> _GOAL A_
List every all-caps BPF command identifier that appears in the discussion of struct_ops maps.
> _GOAL B_
Format the part of the entries that opens with the line containing "Target: stucco wall" and closes with the last line of the entries as a numbered list, leaving out blank lines.

> _SOURCE EXTRACT_

The first thing though is to improve bpftool to recognize
btf_vmlinux_value_type_id which could be useful in the future
maps that also store a kernel's struct.

Regarding 'bpftool map show' first to figure out which
'struct_ops' map to delete,  the same is also true for lsmod/rmmod.
I also usually do lsmod to figure out which one I am looking at first
before issuing rmmod.  I suspect even the same lookup and then
delete/rmmod operation will still have to be done for the future
'bpftool modules (or struct_ops)' command.

> if we end up to keep abusing the map interface for this, but API wise feels
> way cleaner to have a dedicated register/unregister interface.
Other than the BPF syscall command name difference, lets explore how
would register/unregister be different from update/delete.

The first attempt I did on BPF_STRUCT_OPS_REGISTER is to do update alone
which ends-up very close to BPF_MAP_UPDATE_ELEM.

The second attempt I did on register is to do map-create and map-update
together and then return a fd.  However, I still don't see enough
benefit that deserves a separate BPF command to just combine these
two.  The global .rodata map is also map-create, map-update,
and map-freeze which technically it can do all of them under
a new command.

If update-vs-register looks the same, it then logically follows
update-then-delete.  For BPF_STRUCT_OPS_UNREGISTER, I also do not
see any difference except the key can be avoided.  Also, the
struct_ops map has a btf_key_type_id 0 which is "void" and
it is a clean interface to tell the map is key-less.

> _SUPPLIED MATERIAL_
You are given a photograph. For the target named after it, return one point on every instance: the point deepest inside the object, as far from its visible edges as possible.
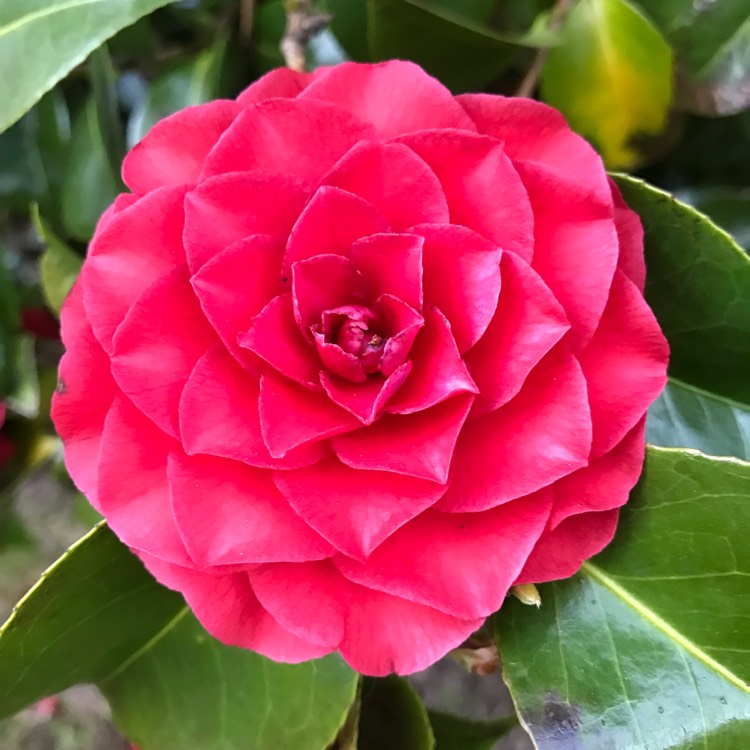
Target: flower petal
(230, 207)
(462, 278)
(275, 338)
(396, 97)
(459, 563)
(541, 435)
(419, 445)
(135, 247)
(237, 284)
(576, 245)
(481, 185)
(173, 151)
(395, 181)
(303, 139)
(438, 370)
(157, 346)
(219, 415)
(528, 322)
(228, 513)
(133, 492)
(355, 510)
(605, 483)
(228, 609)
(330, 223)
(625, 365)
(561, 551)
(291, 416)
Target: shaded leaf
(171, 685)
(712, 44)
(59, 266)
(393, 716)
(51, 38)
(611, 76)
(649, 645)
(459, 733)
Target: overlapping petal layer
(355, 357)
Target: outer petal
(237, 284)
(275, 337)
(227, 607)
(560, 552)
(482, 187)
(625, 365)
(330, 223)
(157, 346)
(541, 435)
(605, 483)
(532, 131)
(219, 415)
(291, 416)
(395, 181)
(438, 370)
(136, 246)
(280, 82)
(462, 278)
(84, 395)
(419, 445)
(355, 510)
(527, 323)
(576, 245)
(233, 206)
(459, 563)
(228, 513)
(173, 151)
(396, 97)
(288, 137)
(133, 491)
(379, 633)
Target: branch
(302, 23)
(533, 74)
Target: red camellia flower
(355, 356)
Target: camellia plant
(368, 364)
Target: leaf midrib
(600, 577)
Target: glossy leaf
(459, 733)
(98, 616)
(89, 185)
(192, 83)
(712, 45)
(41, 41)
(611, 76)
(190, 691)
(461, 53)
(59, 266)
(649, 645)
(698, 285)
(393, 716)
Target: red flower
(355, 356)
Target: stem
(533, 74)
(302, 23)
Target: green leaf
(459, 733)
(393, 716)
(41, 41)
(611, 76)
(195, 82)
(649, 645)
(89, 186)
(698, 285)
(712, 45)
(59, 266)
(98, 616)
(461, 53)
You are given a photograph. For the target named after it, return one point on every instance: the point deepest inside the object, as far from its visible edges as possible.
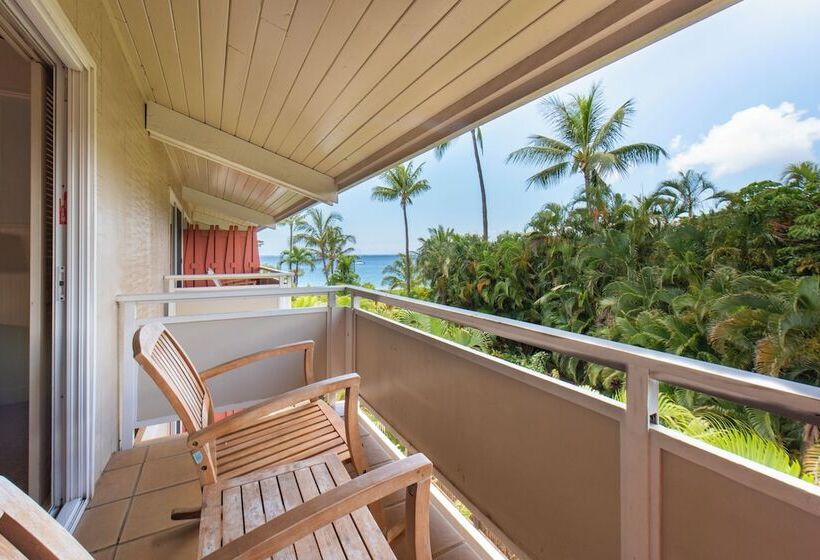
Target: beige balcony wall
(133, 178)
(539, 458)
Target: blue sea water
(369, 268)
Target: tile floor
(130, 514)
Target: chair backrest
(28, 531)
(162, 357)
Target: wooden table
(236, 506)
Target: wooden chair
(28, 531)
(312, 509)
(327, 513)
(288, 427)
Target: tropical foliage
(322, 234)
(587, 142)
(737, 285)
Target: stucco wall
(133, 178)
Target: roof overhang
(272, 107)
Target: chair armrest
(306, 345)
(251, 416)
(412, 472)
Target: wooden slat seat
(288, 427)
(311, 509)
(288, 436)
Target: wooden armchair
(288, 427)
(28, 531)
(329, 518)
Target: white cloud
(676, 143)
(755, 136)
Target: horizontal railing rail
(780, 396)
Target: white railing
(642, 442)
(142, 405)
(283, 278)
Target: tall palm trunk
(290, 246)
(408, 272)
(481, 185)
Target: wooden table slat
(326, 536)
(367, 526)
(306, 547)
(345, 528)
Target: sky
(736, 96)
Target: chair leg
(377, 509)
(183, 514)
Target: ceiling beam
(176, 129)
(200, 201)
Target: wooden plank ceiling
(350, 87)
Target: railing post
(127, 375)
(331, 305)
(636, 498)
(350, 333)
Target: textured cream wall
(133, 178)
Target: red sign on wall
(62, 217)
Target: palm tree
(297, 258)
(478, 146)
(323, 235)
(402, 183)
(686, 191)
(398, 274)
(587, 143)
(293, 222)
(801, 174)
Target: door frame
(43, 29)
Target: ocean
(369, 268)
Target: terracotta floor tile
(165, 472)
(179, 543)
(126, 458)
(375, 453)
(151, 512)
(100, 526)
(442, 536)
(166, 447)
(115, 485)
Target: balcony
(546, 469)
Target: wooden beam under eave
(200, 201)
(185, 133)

> _FULL OUTPUT A_
BPF_STRUCT_OPS_REGISTER
BPF_MAP_UPDATE_ELEM
BPF_STRUCT_OPS_UNREGISTER

> _FULL OUTPUT B_
1. Target: stucco wall
2. (133, 178)
3. Target: roof overhang
4. (272, 107)
5. Target: chair armrest
6. (306, 345)
7. (251, 416)
8. (412, 472)
9. Target: wooden slat seat
10. (288, 427)
11. (311, 509)
12. (288, 436)
13. Target: wooden armchair
14. (288, 427)
15. (28, 531)
16. (329, 518)
17. Target: white cloud
18. (676, 143)
19. (755, 136)
20. Target: horizontal railing rail
21. (780, 396)
22. Target: white railing
23. (642, 442)
24. (142, 405)
25. (283, 278)
26. Target: tall palm trunk
27. (290, 246)
28. (408, 272)
29. (481, 185)
30. Target: wooden table slat
31. (326, 536)
32. (367, 526)
33. (306, 547)
34. (345, 528)
35. Target: sky
36. (736, 96)
37. Target: chair leg
38. (377, 509)
39. (183, 514)
40. Target: ceiling beam
41. (176, 129)
42. (200, 201)
43. Target: wooden plank ceiling
44. (350, 87)
45. Target: railing post
46. (127, 375)
47. (331, 305)
48. (636, 498)
49. (350, 333)
50. Target: textured cream wall
51. (133, 178)
52. Target: red sign on wall
53. (62, 217)
54. Target: palm tree
55. (297, 258)
56. (478, 146)
57. (323, 235)
58. (402, 183)
59. (686, 191)
60. (398, 274)
61. (587, 143)
62. (293, 222)
63. (801, 174)
64. Target: door frame
65. (43, 29)
66. Target: ocean
67. (369, 268)
68. Target: terracotta floor tile
69. (165, 472)
70. (179, 543)
71. (126, 458)
72. (375, 453)
73. (151, 512)
74. (100, 526)
75. (442, 536)
76. (166, 447)
77. (115, 485)
78. Target: balcony
79. (546, 469)
80. Target: wooden beam under eave
81. (200, 201)
82. (185, 133)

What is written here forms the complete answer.